DOCUMENT TEXT
## begin

January’s feed costs rose 11 cents as the cost of dairy-quality alfalfa hay was higher from the month prior, and the price of corn per bushel remained unchanged. Soybean meal had the only loss, down nearly 13 cents from the month prior and $17.72 per ton less than the same month a year ago.

The DMC feed cost for each month is calculated by summing three numbers: 1) the corn price per bushel times 1.0728; plus 2) the soybean meal price per ton times 0.00735; plus 3) the alfalfa hay price per ton times 0.0137.

It was the disappointing milk price that influenced the income over feed cost margin in January. At a DMC margin of $7.81 per cwt, operations enrolled in both Tier I and Tier II will receive indemnity payments based on the selected coverage level. All payments are subject to a 5.7% sequestration deduction.

Looking ahead

The margin forecast has improved for 2026 in its entirety, although producers should expect some turmoil yet in February, according to the Feb. 27 economic analysis of price and margin estimates. February’s DMC margin may hit $7.97 per cwt, the result of another month of sinking milk prices, although feed costs are anticipated to continue rebounding marginally. If realized, February’s margin would be the lowest since August 2023 when the margin reached $6.46 per cwt and triggered indemnity payments up to $1.48 per cwt.

At the time of this writing, margins are expected to improve beginning in March with a DMC margin forecast of $10.04 per cwt. But as we know, markets do change.

## end

DATA SECTION
## begin

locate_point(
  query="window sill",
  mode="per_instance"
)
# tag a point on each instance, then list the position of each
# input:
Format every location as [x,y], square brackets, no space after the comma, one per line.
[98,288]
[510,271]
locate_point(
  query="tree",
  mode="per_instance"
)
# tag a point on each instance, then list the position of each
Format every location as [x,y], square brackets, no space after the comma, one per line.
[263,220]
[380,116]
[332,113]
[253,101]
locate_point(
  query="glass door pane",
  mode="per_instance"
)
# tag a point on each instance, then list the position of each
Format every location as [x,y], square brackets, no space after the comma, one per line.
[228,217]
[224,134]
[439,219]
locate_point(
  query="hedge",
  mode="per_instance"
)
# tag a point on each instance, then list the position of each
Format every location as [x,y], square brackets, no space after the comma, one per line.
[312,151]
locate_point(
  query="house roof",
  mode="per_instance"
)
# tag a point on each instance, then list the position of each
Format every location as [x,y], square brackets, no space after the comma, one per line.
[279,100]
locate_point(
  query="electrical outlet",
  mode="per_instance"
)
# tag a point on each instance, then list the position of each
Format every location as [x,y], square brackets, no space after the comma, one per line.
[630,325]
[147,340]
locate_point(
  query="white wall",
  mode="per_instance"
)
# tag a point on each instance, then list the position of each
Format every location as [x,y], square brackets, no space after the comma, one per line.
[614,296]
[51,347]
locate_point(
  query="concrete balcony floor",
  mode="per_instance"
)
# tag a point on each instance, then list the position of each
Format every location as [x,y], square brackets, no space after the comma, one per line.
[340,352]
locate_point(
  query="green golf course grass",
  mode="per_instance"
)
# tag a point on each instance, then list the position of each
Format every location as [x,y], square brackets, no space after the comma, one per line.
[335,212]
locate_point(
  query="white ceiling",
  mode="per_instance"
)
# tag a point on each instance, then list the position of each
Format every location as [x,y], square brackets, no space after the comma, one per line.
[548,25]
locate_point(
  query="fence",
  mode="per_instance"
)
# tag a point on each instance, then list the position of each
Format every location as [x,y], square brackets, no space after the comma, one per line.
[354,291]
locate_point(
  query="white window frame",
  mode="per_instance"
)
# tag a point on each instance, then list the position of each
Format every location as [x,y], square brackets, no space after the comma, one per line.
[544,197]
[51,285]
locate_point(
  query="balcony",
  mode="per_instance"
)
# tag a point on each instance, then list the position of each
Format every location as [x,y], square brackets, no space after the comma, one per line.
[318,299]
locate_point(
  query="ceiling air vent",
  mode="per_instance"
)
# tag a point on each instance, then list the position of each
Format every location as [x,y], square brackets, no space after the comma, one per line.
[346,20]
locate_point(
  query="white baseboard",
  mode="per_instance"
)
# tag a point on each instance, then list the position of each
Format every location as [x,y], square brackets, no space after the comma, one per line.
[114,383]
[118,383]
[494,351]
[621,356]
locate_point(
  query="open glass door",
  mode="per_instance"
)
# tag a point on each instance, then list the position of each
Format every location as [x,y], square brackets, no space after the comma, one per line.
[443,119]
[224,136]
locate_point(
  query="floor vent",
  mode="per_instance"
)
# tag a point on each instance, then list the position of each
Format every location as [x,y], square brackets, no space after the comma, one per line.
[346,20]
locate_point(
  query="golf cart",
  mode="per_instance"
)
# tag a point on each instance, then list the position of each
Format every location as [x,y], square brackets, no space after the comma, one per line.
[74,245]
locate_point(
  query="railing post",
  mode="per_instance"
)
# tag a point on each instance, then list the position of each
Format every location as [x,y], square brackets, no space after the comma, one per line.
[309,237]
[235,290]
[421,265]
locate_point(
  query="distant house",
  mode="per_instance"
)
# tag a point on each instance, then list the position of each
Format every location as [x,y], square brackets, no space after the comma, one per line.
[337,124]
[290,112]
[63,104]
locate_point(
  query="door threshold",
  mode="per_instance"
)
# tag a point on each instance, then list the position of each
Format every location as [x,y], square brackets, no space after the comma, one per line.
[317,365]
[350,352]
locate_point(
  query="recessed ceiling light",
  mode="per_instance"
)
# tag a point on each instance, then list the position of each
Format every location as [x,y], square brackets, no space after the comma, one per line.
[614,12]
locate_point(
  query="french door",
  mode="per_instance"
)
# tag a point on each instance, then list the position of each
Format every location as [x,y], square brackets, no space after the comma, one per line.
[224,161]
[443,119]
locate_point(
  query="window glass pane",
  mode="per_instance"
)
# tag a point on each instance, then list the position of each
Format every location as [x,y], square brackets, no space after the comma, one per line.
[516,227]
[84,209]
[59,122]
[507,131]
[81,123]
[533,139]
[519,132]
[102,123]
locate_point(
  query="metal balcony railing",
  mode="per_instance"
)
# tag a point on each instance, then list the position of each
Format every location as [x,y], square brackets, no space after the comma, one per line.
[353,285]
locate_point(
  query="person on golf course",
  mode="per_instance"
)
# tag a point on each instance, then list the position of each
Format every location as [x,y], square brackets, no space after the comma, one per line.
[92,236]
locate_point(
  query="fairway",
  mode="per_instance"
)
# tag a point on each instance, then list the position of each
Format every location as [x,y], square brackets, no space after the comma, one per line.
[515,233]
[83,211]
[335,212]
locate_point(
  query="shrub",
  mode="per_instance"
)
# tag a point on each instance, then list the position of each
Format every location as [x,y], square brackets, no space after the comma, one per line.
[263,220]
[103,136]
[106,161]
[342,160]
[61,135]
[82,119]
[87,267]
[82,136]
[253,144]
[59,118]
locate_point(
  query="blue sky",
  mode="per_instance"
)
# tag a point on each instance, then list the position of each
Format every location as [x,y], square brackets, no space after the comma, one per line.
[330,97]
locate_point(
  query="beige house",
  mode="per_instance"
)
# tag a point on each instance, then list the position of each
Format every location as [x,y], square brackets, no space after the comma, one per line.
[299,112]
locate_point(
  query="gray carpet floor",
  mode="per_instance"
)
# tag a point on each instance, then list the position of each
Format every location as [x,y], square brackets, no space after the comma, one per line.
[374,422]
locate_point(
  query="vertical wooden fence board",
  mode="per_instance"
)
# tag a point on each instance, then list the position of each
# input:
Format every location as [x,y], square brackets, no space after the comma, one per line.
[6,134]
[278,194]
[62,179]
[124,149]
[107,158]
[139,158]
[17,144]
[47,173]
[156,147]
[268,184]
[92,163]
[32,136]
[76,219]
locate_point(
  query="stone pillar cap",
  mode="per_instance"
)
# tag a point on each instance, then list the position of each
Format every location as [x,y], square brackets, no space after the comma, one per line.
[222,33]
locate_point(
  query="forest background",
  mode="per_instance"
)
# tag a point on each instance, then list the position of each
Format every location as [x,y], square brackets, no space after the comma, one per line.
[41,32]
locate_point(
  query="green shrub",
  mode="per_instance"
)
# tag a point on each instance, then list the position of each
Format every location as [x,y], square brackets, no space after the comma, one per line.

## end

TASK TO CARRY OUT
According to the dairy margin report, what deduction are all payments subject to? The rows are separate material, apart from the dairy margin report.

RESULT BELOW
A 5.7% sequestration deduction.